**Required work**
Please lay out the listing from its first line through the line containing "[563,77,578,137]" as a Markdown table with the columns Row and Line, leaving out blank lines.

**Data for the task**
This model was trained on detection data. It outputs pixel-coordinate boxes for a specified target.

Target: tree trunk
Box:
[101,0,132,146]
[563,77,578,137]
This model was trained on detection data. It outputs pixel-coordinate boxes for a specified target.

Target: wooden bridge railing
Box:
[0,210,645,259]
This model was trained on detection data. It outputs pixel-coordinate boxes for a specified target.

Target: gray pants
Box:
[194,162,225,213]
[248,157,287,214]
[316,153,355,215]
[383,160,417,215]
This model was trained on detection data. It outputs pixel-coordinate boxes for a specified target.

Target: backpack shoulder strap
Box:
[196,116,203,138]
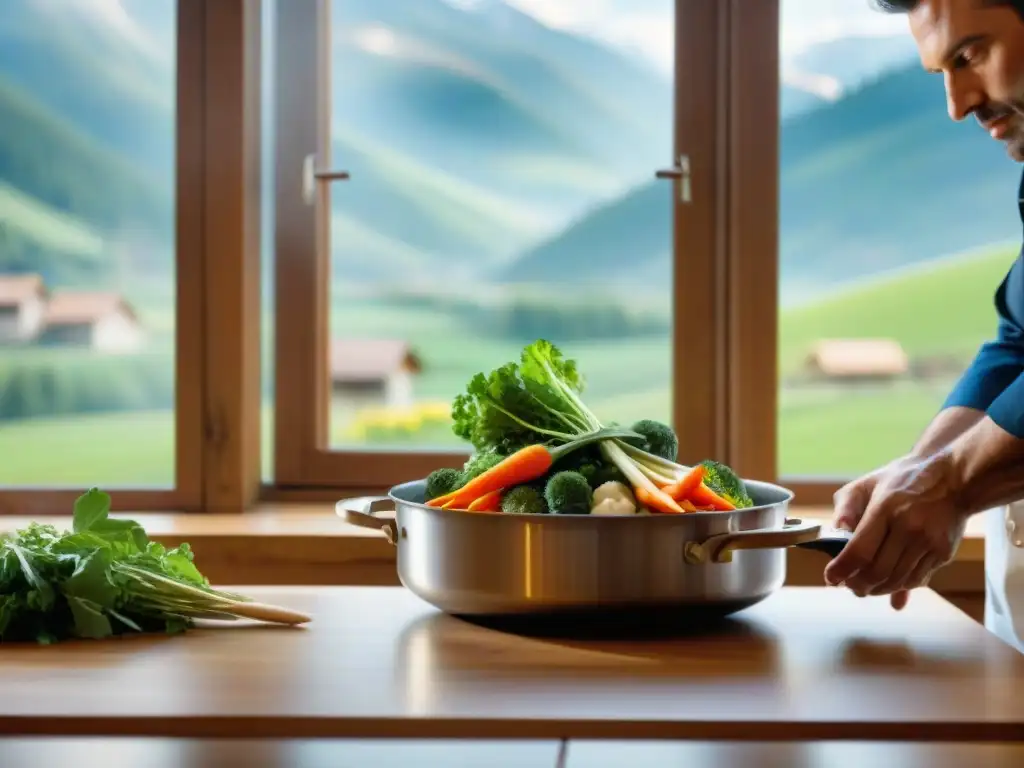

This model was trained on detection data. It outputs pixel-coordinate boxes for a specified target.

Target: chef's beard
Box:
[975,100,1024,163]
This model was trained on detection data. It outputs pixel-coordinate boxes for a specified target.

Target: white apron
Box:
[982,502,1024,653]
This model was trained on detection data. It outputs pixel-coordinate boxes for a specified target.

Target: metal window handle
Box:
[654,155,692,203]
[302,155,352,205]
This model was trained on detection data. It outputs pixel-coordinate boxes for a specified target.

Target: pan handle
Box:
[683,519,849,565]
[334,496,398,547]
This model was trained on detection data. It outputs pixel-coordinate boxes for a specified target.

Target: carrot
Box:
[468,488,505,512]
[427,443,554,509]
[662,464,705,502]
[633,485,693,515]
[689,482,736,512]
[427,428,635,509]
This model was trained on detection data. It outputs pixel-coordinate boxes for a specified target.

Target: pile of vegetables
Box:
[0,488,309,644]
[425,339,753,515]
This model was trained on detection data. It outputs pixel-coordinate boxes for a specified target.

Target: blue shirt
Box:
[943,168,1024,438]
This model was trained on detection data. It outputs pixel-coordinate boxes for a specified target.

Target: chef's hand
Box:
[824,453,967,610]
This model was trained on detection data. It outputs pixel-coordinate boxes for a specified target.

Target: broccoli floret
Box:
[626,419,679,462]
[700,459,754,509]
[462,451,506,482]
[581,464,630,488]
[544,471,593,515]
[425,467,466,502]
[502,485,548,515]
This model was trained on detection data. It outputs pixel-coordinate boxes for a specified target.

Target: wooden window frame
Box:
[0,0,261,515]
[265,0,728,499]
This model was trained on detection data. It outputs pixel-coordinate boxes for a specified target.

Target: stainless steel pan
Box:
[337,480,850,616]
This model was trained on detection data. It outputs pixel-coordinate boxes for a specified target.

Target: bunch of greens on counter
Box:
[426,339,753,515]
[0,488,309,644]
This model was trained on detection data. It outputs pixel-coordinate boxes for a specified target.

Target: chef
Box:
[825,0,1024,651]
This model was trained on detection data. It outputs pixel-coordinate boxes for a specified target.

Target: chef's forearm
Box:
[910,406,985,459]
[947,416,1024,515]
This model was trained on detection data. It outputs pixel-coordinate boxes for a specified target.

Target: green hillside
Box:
[0,78,173,246]
[779,243,1018,373]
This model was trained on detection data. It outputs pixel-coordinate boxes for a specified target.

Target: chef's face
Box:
[909,0,1024,162]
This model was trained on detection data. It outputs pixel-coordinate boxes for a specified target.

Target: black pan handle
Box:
[795,527,853,557]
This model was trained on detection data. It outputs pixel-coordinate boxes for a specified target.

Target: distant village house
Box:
[330,339,423,408]
[0,274,145,354]
[804,339,910,383]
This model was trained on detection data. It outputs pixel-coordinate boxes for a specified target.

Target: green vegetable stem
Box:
[0,488,310,643]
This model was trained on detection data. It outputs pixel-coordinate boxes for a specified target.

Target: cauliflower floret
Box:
[590,480,637,515]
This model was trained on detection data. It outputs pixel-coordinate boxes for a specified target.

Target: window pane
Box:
[0,0,176,487]
[330,0,675,447]
[779,0,1021,476]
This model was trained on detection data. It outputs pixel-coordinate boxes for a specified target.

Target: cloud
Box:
[503,0,909,73]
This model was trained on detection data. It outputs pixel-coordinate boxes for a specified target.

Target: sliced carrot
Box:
[662,464,705,502]
[689,482,736,512]
[633,485,693,515]
[468,488,505,512]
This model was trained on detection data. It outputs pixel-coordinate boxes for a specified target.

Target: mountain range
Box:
[0,0,1020,307]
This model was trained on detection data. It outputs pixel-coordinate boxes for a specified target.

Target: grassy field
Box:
[0,243,1014,487]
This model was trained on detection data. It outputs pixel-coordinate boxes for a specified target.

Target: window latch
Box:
[654,155,692,203]
[302,155,351,206]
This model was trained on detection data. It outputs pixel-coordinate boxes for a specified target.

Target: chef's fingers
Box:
[824,512,888,587]
[868,537,928,595]
[846,525,920,595]
[833,477,874,530]
[906,554,942,589]
[889,590,910,610]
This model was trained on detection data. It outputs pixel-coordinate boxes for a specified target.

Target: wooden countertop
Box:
[0,738,1024,768]
[0,588,1024,741]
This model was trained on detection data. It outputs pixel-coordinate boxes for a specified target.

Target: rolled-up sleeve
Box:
[943,259,1024,437]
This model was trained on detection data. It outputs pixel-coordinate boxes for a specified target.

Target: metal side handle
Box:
[334,496,398,547]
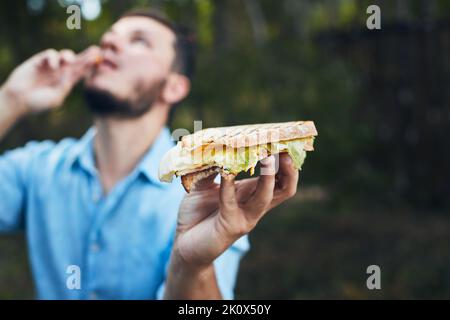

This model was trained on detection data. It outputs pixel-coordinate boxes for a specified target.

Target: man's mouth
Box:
[97,57,117,71]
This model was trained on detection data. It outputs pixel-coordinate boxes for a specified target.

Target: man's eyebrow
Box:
[133,29,153,38]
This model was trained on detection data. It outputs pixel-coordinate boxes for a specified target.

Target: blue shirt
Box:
[0,128,249,299]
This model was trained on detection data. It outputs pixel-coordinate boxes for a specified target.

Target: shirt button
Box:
[92,193,101,203]
[91,243,100,253]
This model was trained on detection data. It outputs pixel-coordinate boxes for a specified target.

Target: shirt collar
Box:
[73,127,175,187]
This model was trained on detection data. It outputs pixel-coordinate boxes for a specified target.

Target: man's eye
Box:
[131,37,151,47]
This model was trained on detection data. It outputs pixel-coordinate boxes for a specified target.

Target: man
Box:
[0,11,298,299]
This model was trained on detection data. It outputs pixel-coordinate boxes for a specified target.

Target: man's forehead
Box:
[111,16,175,41]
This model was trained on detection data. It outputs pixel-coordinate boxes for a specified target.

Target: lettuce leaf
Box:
[286,140,306,170]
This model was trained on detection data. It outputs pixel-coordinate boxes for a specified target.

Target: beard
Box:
[84,80,166,119]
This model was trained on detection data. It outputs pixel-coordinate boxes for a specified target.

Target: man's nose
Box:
[100,33,122,53]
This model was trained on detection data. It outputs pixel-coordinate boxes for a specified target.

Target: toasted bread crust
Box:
[181,121,318,148]
[181,167,220,193]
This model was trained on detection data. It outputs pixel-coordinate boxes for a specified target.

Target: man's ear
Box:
[162,73,191,105]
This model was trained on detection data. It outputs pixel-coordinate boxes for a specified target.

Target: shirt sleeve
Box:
[157,236,250,300]
[0,142,54,233]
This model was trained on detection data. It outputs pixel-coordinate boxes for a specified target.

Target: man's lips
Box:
[97,57,118,70]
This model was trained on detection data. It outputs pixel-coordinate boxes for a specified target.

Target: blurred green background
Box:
[0,0,450,299]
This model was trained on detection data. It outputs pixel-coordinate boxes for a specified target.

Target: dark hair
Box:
[120,9,196,79]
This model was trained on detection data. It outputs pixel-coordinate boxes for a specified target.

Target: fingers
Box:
[245,156,275,215]
[220,174,238,211]
[60,49,76,65]
[39,49,60,70]
[271,153,299,208]
[71,46,101,83]
[194,173,218,191]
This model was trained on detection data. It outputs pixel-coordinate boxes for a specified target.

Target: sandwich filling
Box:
[159,137,314,182]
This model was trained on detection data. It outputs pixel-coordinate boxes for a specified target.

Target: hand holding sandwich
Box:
[159,121,318,299]
[166,153,299,299]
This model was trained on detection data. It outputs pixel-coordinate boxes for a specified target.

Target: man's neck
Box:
[94,106,167,194]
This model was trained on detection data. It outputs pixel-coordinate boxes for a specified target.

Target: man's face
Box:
[85,17,176,114]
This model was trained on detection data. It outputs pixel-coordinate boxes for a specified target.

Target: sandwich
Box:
[159,121,318,193]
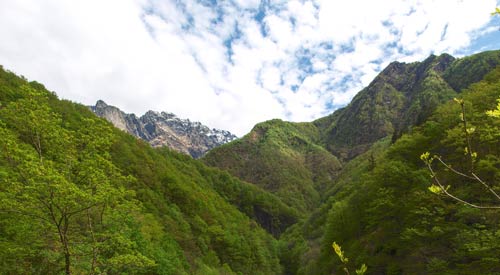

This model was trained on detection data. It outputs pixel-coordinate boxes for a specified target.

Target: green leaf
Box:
[356,264,368,275]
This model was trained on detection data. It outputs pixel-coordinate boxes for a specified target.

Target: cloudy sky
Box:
[0,0,500,135]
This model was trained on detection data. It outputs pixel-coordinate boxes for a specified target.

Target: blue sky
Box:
[0,0,500,135]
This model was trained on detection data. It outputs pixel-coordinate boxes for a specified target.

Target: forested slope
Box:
[0,69,292,275]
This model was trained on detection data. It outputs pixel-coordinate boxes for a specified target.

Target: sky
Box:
[0,0,500,136]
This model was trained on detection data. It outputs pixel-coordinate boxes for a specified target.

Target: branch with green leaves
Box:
[420,97,500,209]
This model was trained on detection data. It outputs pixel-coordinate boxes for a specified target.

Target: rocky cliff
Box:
[90,100,237,158]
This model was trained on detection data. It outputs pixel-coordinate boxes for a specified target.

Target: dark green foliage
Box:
[203,120,341,217]
[0,67,282,274]
[282,68,500,274]
[314,54,456,160]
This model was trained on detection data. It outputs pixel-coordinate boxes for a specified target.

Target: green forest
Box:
[0,51,500,275]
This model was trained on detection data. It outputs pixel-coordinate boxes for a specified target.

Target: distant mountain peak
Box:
[90,100,237,158]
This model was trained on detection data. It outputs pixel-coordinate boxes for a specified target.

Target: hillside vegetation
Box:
[0,69,292,275]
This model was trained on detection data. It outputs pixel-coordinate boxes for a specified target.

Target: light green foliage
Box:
[284,53,500,274]
[203,120,341,219]
[332,242,349,264]
[0,67,284,274]
[486,99,500,118]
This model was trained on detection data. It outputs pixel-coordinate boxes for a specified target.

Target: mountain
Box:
[90,100,237,158]
[203,51,500,216]
[280,65,500,275]
[314,51,500,160]
[0,48,500,275]
[202,51,500,275]
[203,119,342,213]
[0,67,292,275]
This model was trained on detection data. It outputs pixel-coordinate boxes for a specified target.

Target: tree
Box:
[420,97,500,209]
[0,86,154,274]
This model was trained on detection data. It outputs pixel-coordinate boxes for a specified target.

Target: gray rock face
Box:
[90,100,237,158]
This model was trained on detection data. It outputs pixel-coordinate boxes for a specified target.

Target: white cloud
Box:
[0,0,500,135]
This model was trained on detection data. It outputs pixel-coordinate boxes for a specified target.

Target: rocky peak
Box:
[90,100,237,158]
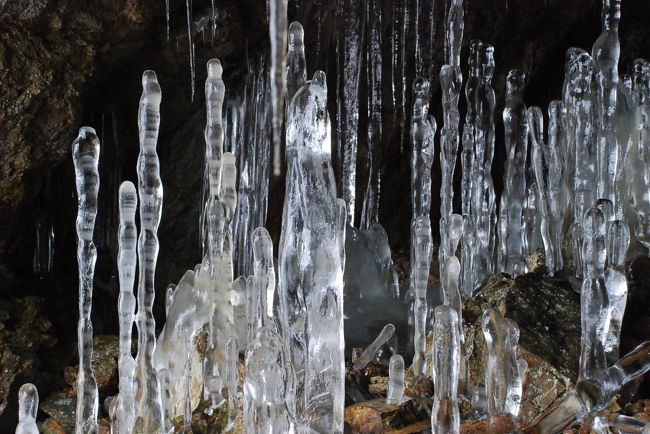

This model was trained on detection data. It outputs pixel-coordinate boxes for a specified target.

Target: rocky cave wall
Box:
[0,0,650,428]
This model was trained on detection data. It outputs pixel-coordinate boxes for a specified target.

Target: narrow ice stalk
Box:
[72,127,99,434]
[117,181,138,433]
[135,70,164,434]
[269,0,287,176]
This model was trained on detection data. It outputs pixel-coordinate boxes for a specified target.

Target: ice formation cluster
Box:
[16,0,650,434]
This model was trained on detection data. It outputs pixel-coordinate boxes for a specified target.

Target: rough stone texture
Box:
[463,273,580,423]
[345,398,431,434]
[63,335,120,394]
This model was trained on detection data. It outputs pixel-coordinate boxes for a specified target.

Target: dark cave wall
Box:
[0,0,650,326]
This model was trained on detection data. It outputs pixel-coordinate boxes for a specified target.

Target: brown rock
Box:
[463,273,581,424]
[63,335,120,393]
[345,398,431,434]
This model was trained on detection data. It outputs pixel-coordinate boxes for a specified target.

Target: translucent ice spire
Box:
[135,70,164,434]
[431,305,461,434]
[482,309,526,432]
[244,327,295,434]
[360,0,383,229]
[354,324,395,369]
[117,181,138,433]
[591,0,625,208]
[499,69,528,276]
[580,208,608,379]
[605,220,630,364]
[386,354,404,404]
[411,216,433,378]
[526,106,558,274]
[16,383,38,434]
[205,59,226,200]
[284,21,307,105]
[72,127,99,434]
[269,0,287,175]
[278,71,345,434]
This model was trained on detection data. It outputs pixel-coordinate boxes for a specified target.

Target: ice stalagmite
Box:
[244,327,295,434]
[605,220,630,365]
[431,305,461,434]
[243,227,296,434]
[472,44,496,288]
[526,106,558,274]
[135,70,164,434]
[626,59,650,248]
[16,383,38,434]
[360,0,383,229]
[225,336,239,427]
[410,78,436,302]
[205,59,226,204]
[284,21,307,105]
[498,69,528,276]
[538,100,568,271]
[72,127,99,434]
[278,71,344,433]
[482,309,526,432]
[386,354,404,404]
[354,324,395,369]
[439,0,465,276]
[117,181,138,433]
[569,53,597,277]
[411,216,433,378]
[269,0,287,175]
[580,208,608,379]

**Completed task**
| Row | Line |
|---|---|
| 1 | This model was trained on detection data. It outputs pixel-coordinate boxes for a specified target. |
| 2 | Target: tree trunk |
| 3 | Box: |
| 4 | [101,0,132,146] |
| 5 | [563,77,578,137] |